* EXTRAIT DE PAGE
>>>

La Guinée, l’Afrique et le monde entier observent le deuil. Tous les grands de ce monde ou presque, seront présents à ses obsèques. Tous les commentateurs seront unanimes. C’était les plus grandes funérailles du monde contemporain, après celles du Général Charles De Gaule.

De mémoire d’homme, jamais la dépouille mortelle d’un chef d’Etat africain n’a eu de telles estimes. Toutes les grandes mosquées d’Egypte, du Maroc, de la Libye, de l’Indonésie et de l’Arabie Saoudite, à la tête desquelles la Kaaba, ont observé la prière de l’absent. Les drapeaux en berne, les journées de deuil décrétées dans la plupart des pays musulmans. L’événement était suffisant pour démontrer la dimension nationale et internationale de l’homme.

<<<

* DOCUMENTS SOURCES

>>>

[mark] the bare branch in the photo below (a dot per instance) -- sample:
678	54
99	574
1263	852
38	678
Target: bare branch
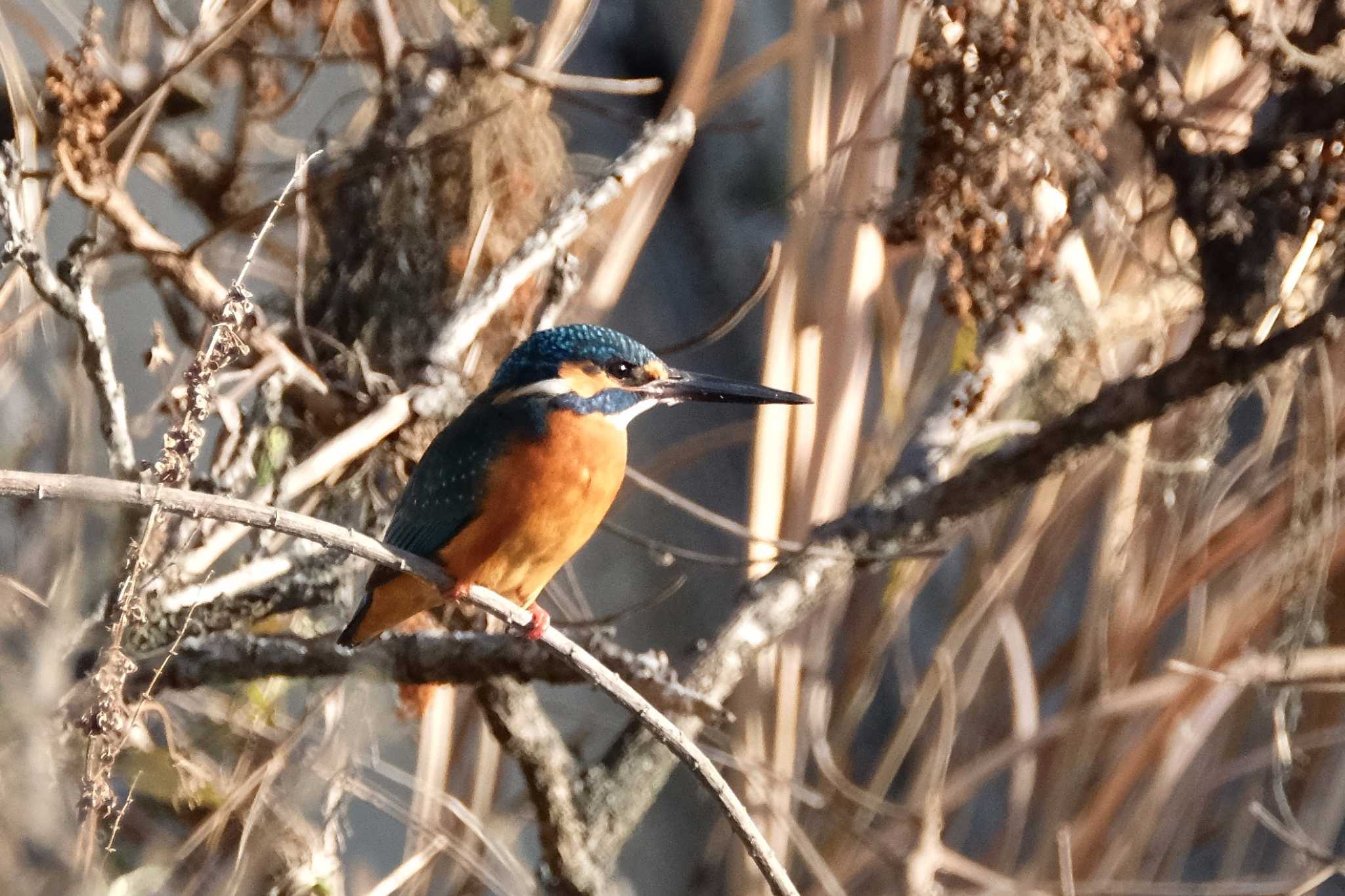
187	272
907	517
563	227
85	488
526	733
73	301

<<<

* CONSIGNES
a) Reformulez plus brièvement le paragraphe de l'extrait sur les funérailles qui commence par « De mémoire d'homme », en conservant ses faits essentiels.
b) Recopiez à l'identique l'ensemble des lignes des enregistrements, en omettant les images.
L'extrait et les enregistrements proviennent de sources distinctes.

* CORRIGÉ DES EXERCICES
a) Jamais la dépouille d'un chef d'État africain n'avait reçu pareils honneurs. Les grandes mosquées d'Égypte, du Maroc, de Libye, d'Indonésie et d'Arabie saoudite, avec la Kaaba en tête, ont célébré la prière de l'absent. La plupart des pays musulmans ont mis leurs drapeaux en berne et décrété des journées de deuil, ce qui démontre la stature nationale et internationale de l'homme.

b)
[mark] the bare branch in the photo below (a dot per instance) -- sample:
678	54
99	574
1263	852
38	678
Target: bare branch
187	272
907	517
563	227
85	488
526	733
73	301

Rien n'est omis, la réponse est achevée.